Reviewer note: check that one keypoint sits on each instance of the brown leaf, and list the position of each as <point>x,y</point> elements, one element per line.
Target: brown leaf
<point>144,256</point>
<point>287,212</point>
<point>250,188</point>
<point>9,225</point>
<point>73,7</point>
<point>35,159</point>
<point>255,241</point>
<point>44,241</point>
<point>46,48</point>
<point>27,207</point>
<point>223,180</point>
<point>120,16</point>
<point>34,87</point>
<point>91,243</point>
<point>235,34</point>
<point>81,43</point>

◇ ◇ ◇ ◇ ◇

## WHAT IS NEEDED
Rewrite the rows above as a two-column CSV with the header input,output: give each row one line, with its request text quoted in input and its answer quoted in output, and line breaks in either field turned into spaces.

## SOLUTION TO THE PROBLEM
input,output
"Reviewer note: check that one keypoint sits on each instance of the brown leaf, and list the position of each as <point>x,y</point> elements, one element per line. Target: brown leaf","<point>144,256</point> <point>287,212</point> <point>250,188</point> <point>9,225</point> <point>73,7</point> <point>35,159</point> <point>255,241</point> <point>44,241</point> <point>46,48</point> <point>27,207</point> <point>223,180</point> <point>120,16</point> <point>34,87</point> <point>91,243</point> <point>235,34</point> <point>81,43</point>"